→ ARTICLE:
• • • •
26 October 2012

More vis mig

Fresh north-easterlies, low cloud and light but freezing rain at Staines Moor this morning. Birds moving overhead: 2 Golden Plover high north at 9 am, 9 Common Snipe N in a single flock, 1 Barn Swallow S, 7 Wigeon (4NW, 3W), 3 Grey Wagtail (1W, 2E), 8 alba wagtail (inc. 3 over Stanwell Moor), c100 Fieldfare (mainly S, also some feeding on hawthorn berries), c60 Redwing (inc. 25 at Stanwell Moor), 11 Skylark (3N, 8E), 5 redpoll sp. S, 5 Meadow Pipit (1E, 4N) and c50 Wood Pigeon S.

Birds on the ground included 5 Stonechat (3m, 2f), 2 Common Snipe, 1 Goldcrest, 40+ Linnet and small numbers of Skylark and Meadow Pipit. 7 Mute Swan on the Colne is a high site count. c150 Wood Pigeon and 1+ Sparrowhawk were also noted, as well as 1 Lesser Redpoll, 1 Chiffchaff (H) and 1f Pheasant at Stanwell Moor.

Female Stonechat. Stonechats are pretty scarce passage migrants and
occasional winter visitors at the moor.

Male Stonechat. Six birds were reported yesterday.

It's a real shame that the weedy field in the south-western corner of Stanwell Moor has been cut. This was bringing in a lot of birds and would have been a good food source for the winter. I can't see why this field has been cut at this particular time? If businesses considered wildlife more, for example, by delaying cutting until the end of winter, they could make a big difference at little, if any, expense to the company. Things like this are so frustrating.

25 October 2012

Brents!

A few hours vis migging from dawn at Staines Moor found a little movement in light easterlies, heavy cloud and intermittent drizzly rain. Birds overhead included 27 Dark-bellied Brent Geese led by a single Eurasian Wigeon E at 08:55 (they appeared to come off Wraysbury Reservoir), 2-3 Swallow (S), 31 Fieldfare N, 25+ Redwing (N & E), 13 redpoll (mainly S), 3 Siskin N, 6 Chaffinch N, 4 Linnet N, 1 Grey Wagtail E, 5 alba wagtails (mainly E), 1 Reed Bunting S, 8 Skylark (mainly S), 8 Meadow Pipit (inc. 3 on the deck), c100 Starling S and 1 Mistle Thrush N.
• • • •
→ LISTED ENTRIES:

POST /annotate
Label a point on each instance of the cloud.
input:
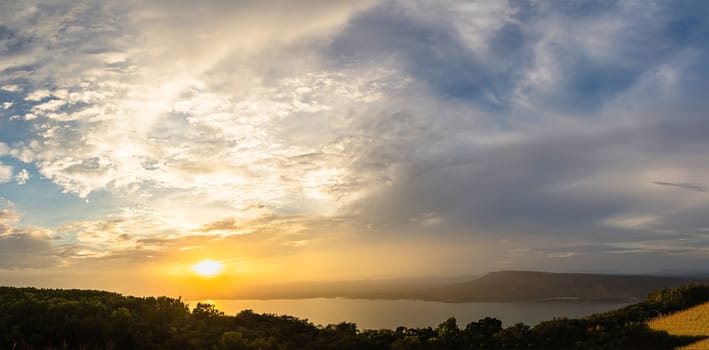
(23, 247)
(482, 121)
(22, 177)
(685, 186)
(6, 172)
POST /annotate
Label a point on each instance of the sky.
(340, 140)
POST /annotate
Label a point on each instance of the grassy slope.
(692, 322)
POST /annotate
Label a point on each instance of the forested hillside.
(46, 318)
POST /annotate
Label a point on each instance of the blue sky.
(372, 139)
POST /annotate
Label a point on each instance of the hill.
(545, 286)
(503, 286)
(33, 318)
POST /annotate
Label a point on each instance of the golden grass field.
(692, 322)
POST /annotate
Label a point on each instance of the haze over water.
(376, 314)
(197, 148)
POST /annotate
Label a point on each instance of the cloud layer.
(546, 131)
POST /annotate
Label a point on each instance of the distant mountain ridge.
(501, 286)
(546, 286)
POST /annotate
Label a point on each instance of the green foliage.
(75, 319)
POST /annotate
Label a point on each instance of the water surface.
(375, 314)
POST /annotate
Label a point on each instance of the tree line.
(32, 318)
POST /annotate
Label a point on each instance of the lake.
(376, 314)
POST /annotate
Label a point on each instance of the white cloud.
(6, 172)
(11, 88)
(22, 177)
(38, 95)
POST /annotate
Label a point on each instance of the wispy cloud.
(685, 186)
(287, 124)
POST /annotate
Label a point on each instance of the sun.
(208, 268)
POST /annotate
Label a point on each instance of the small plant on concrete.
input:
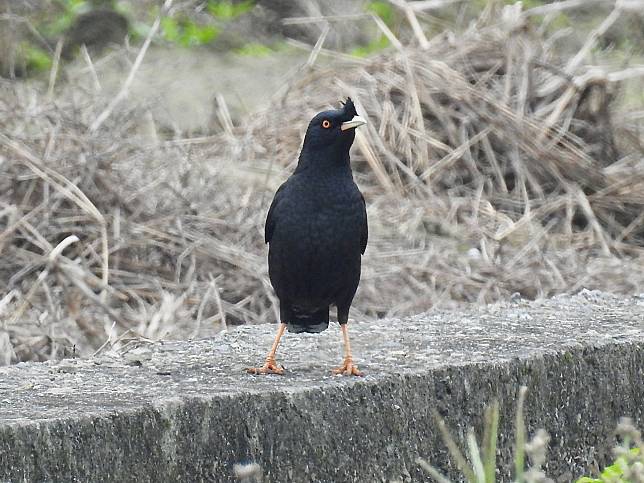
(481, 467)
(629, 458)
(628, 466)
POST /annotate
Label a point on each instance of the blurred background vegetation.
(503, 156)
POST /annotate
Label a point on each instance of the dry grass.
(490, 166)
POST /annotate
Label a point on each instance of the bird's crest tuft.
(349, 108)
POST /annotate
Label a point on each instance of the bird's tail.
(309, 322)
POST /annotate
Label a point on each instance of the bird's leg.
(348, 368)
(270, 366)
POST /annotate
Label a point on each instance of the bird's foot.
(269, 367)
(348, 368)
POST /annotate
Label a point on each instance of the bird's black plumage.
(316, 228)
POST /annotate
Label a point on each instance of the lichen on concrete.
(186, 411)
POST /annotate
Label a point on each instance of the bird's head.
(331, 133)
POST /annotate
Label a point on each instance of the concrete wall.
(186, 411)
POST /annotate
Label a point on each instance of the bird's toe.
(268, 368)
(348, 369)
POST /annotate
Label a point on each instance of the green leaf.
(372, 47)
(36, 58)
(253, 49)
(170, 29)
(384, 10)
(227, 10)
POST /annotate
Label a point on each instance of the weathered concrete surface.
(185, 411)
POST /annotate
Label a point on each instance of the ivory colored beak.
(353, 123)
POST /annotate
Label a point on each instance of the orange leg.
(347, 368)
(270, 366)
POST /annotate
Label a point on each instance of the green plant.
(371, 48)
(384, 10)
(628, 466)
(227, 10)
(69, 9)
(186, 32)
(481, 467)
(36, 59)
(254, 49)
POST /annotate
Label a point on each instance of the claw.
(348, 369)
(269, 367)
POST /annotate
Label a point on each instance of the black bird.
(316, 229)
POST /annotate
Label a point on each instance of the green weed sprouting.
(481, 466)
(628, 466)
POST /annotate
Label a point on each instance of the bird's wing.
(271, 218)
(364, 233)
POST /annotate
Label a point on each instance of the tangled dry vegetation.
(490, 166)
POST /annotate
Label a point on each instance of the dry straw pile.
(490, 166)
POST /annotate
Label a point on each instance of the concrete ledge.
(185, 411)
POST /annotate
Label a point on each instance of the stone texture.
(186, 411)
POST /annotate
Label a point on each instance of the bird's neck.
(325, 161)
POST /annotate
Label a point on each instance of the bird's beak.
(353, 123)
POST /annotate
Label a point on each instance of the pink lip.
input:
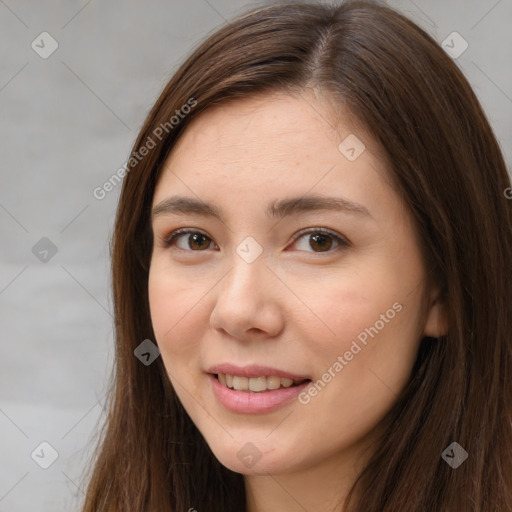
(246, 402)
(253, 370)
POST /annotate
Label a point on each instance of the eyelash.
(343, 243)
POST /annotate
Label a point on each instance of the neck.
(322, 487)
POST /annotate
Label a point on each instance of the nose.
(247, 304)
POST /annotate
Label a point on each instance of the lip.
(245, 402)
(253, 370)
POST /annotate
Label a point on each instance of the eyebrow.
(277, 209)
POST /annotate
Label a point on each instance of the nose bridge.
(244, 299)
(245, 277)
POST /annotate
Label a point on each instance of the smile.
(256, 384)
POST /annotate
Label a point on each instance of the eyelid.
(342, 241)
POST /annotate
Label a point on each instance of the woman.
(313, 229)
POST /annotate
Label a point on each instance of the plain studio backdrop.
(77, 79)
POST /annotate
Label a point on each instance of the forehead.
(274, 144)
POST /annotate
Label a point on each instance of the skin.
(295, 307)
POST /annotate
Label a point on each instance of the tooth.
(286, 382)
(273, 382)
(240, 383)
(258, 383)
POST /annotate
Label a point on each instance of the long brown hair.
(446, 164)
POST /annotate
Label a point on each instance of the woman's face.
(300, 264)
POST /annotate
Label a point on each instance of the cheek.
(174, 306)
(369, 318)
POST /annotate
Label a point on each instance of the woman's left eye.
(320, 240)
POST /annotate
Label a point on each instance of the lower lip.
(246, 402)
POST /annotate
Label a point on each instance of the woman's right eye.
(194, 241)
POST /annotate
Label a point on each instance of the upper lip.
(253, 370)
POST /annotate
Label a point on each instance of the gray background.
(68, 123)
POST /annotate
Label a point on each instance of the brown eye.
(320, 240)
(189, 240)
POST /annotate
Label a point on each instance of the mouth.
(261, 384)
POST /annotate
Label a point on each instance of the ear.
(436, 323)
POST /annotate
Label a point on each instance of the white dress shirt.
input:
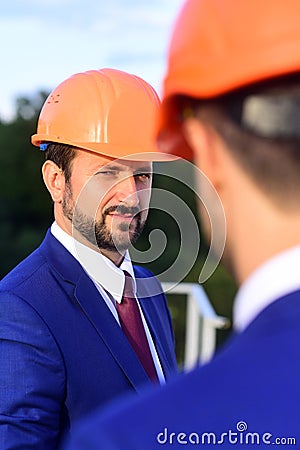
• • • •
→ EXERCISES:
1. Set down the passage of the bird diary from "26 October 2012" to "Wood Pigeon S." with no changes.
2. For each statement below, answer yes or no to say whether the bird diary supports it, and quote the words from the diary that settle it. (a) On 26 October, seven Mute Swans on the Colne were called a high site count. (b) The Dark-bellied Brent Geese seen on 25 October were flying west. (c) Stonechats are described as common residents at the moor.

→ OUTPUTS IN ORDER:
1.
26 October 2012

More vis mig

Fresh north-easterlies, low cloud and light but freezing rain at Staines Moor this morning. Birds moving overhead: 2 Golden Plover high north at 9 am, 9 Common Snipe N in a single flock, 1 Barn Swallow S, 7 Wigeon (4NW, 3W), 3 Grey Wagtail (1W, 2E), 8 alba wagtail (inc. 3 over Stanwell Moor), c100 Fieldfare (mainly S, also some feeding on hawthorn berries), c60 Redwing (inc. 25 at Stanwell Moor), 11 Skylark (3N, 8E), 5 redpoll sp. S, 5 Meadow Pipit (1E, 4N) and c50 Wood Pigeon S.

2.
(a) Yes: "7 Mute Swan on the Colne is a high site count."
(b) No: "27 Dark-bellied Brent Geese led by a single Eurasian Wigeon E at 08:55"
(c) No: "Stonechats are pretty scarce passage migrants and occasional winter visitors at the moor."